### Passage provided
Fix: Verify the widget url is reachable from inside the Homepage container (use the internal Docker network hostname, not the external URL). Confirm the API key is correct. Test connectivity:
docker exec homepage wget -qO- http://jellyfin:8096/System/Info
If the service is on a different Docker network, ensure both containers share a network or use the host IP.
Resource Widget Shows No Disk Information
Symptom: CPU and memory display correctly but disk usage is missing.
Fix: The disk path specified in widgets.yaml must be mounted as a volume in the container. Add a read-only mount for the path you want to monitor (e.g., - /:/host:ro) and reference it as /host in the widget config.
Resource Requirements
- RAM: ~50 MB idle, ~100 MB with many widgets actively polling
- CPU: Very low — Homepage is statically generated and serves pre-rendered pages
- Disk: ~150 MB for the container image, negligible for configuration files
- Network: Minimal unless you have many service widgets polling APIs frequently
Homepage is one of the lightest dashboards available. It runs comfortably on a Raspberry Pi or any low-power device.
Frequently Asked Questions
Does Homepage have user authentication?
No. Homepage has no built-in authentication or login system. If you need to restrict access, place it behind an authentication proxy like Authelia or Authentik. For basic protection, your reverse proxy can also add HTTP basic auth.

### Apply what you read
1. Translate the following sentence from the Homepage dashboard guide into Spanish: "Homepage is one of the lightest dashboards available."
2. Write the next portion of the Homepage dashboard guide, picking up after its final sentence.

### Referring expression data
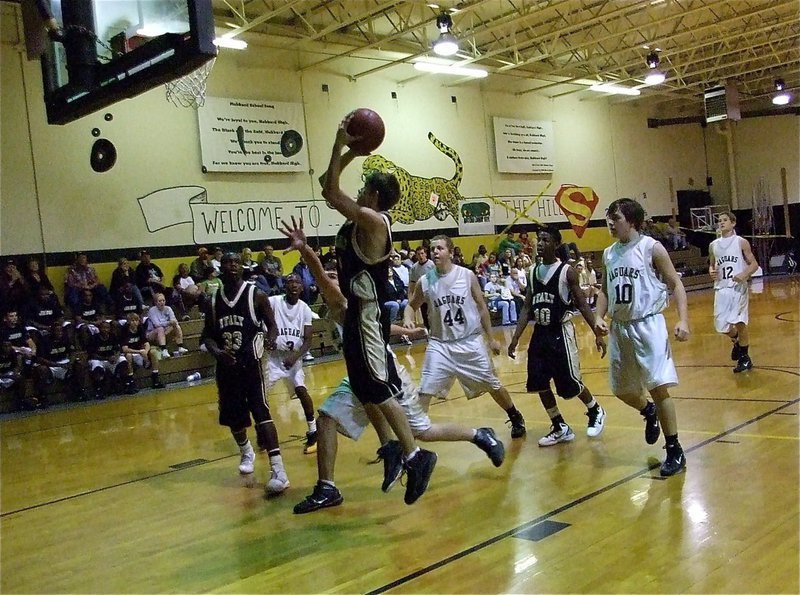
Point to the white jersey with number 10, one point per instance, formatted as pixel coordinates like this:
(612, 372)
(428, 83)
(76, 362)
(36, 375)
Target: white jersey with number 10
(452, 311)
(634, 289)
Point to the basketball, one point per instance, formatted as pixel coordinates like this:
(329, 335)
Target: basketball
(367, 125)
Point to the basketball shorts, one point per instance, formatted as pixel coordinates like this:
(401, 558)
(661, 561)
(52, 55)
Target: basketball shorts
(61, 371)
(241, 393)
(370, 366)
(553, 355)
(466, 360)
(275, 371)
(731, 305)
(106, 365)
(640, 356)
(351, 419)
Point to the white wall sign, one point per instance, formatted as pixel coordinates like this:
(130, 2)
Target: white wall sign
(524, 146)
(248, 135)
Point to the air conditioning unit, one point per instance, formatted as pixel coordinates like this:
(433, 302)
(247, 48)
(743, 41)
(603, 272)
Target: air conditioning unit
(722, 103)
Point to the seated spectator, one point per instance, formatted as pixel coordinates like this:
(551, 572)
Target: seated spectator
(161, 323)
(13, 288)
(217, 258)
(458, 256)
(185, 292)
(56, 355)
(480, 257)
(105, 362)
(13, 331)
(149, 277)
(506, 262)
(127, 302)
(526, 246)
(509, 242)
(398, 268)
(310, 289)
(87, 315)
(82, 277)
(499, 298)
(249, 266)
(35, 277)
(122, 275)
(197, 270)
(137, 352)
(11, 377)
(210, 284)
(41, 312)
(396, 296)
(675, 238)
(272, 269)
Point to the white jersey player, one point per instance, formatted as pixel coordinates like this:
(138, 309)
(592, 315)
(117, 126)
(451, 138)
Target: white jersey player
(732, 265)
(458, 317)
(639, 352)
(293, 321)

--

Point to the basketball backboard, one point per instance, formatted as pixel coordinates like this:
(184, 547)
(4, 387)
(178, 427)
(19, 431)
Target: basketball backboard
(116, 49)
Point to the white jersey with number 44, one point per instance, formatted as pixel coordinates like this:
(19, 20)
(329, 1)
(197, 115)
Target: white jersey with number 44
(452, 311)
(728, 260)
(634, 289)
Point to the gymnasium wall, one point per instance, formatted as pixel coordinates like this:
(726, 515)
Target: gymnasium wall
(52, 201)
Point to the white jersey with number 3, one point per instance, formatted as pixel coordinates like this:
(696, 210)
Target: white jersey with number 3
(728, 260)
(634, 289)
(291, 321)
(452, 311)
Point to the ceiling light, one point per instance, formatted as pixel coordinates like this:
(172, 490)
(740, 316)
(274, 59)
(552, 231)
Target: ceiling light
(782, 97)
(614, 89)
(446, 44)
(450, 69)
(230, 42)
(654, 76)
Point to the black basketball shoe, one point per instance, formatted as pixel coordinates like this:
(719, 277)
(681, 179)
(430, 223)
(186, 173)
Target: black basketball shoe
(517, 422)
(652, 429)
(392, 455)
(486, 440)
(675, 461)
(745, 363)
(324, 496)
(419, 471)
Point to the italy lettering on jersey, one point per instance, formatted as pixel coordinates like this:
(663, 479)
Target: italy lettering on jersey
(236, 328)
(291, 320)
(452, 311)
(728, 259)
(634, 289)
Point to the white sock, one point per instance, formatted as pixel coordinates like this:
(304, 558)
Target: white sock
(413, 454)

...

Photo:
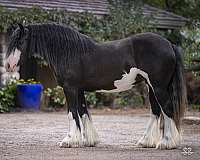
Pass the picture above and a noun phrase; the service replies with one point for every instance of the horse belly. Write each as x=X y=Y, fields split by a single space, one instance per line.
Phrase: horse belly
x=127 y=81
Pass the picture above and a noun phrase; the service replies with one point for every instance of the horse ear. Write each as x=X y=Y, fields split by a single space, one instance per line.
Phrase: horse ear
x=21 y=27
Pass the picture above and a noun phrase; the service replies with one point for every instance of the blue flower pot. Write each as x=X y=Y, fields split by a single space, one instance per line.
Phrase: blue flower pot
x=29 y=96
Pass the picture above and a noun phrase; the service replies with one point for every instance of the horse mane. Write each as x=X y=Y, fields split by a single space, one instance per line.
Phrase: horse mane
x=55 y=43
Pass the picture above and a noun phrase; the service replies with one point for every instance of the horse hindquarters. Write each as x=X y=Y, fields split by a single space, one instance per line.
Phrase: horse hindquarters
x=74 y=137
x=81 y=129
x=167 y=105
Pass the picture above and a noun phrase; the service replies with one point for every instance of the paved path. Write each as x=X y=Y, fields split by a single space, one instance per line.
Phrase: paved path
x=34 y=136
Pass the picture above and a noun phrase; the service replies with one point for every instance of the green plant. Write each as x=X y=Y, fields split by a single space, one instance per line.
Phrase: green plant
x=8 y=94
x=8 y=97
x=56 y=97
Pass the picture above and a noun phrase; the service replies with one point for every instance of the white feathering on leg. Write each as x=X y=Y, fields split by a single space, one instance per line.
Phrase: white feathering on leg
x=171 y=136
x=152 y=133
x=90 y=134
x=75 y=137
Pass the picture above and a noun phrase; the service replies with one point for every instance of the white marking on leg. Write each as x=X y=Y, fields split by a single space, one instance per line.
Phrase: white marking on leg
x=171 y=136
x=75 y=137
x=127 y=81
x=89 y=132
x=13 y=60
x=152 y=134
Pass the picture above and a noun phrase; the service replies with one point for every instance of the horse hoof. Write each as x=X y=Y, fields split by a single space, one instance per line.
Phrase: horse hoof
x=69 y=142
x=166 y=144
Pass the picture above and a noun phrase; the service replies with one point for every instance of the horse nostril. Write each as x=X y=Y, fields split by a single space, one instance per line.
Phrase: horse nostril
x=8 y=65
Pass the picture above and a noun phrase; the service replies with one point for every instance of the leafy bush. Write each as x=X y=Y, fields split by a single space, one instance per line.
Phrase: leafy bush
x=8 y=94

### Answers by item number
1. Homepage es uno de los paneles más ligeros disponibles.

2.
How do I add a new service widget?
Edit config/services.yaml and add a new entry under a service group. Include the widget block with the type, url, and key fields for that service. Homepage supports 100+ widget types — check the widget documentation for the specific configuration for each service. Changes take effect on page reload without restarting the container.
Can Homepage show Docker container status?
Yes. Mount the Docker socket (/var/run/docker.sock:/var/run/docker.sock:ro) and configure docker.yaml. Homepage shows CPU usage, memory, and network stats for individual containers. You can also use Docker labels on your containers for automatic service discovery.
What’s the difference between Homepage and Homarr?
Homepage uses YAML configuration files, is faster and lighter (~50 MB RAM), and has 100+ service widget integrations. Homarr has a visual drag-and-drop editor and doesn’t require editing config files. Choose Homepage if you’re comfortable with YAML and want the most service integrations. Choose Homarr if you prefer a GUI for dashboard layout.
Can I use Homepage on a Raspberry Pi?
Yes. Homepage is one of the lightest dashboards — it uses about 50 MB of RAM idle. It runs perfectly on a Raspberry Pi 3 or newer.
Does Homepage support multiple pages or tabs?
Yes. You can organize services into tabs using the tab property in settings.yaml. Each service group can be assigned to a tab, creating a multi-page dashboard experience without separate instances.
Verdict
Homepage is the best self-hosted dashboard for users who want speed, deep service integrations, and version-controllable configuration. Its YAML-based setup is a clear advantage over GUI-only dashboards — you can back up, diff, and template your entire dashboard layout with Git.
Compared to Homarr, Homepage trades the drag-and-drop visual editor for a faster, lighter experience with more service widget integrations (100+ vs Homarr’s still-growing list). If you want a GUI for building your dashboard and don’t mind the extra resource overhead, Homarr is the better choice. If you prefer editing config files and want the fastest possible load times, Homepage wins.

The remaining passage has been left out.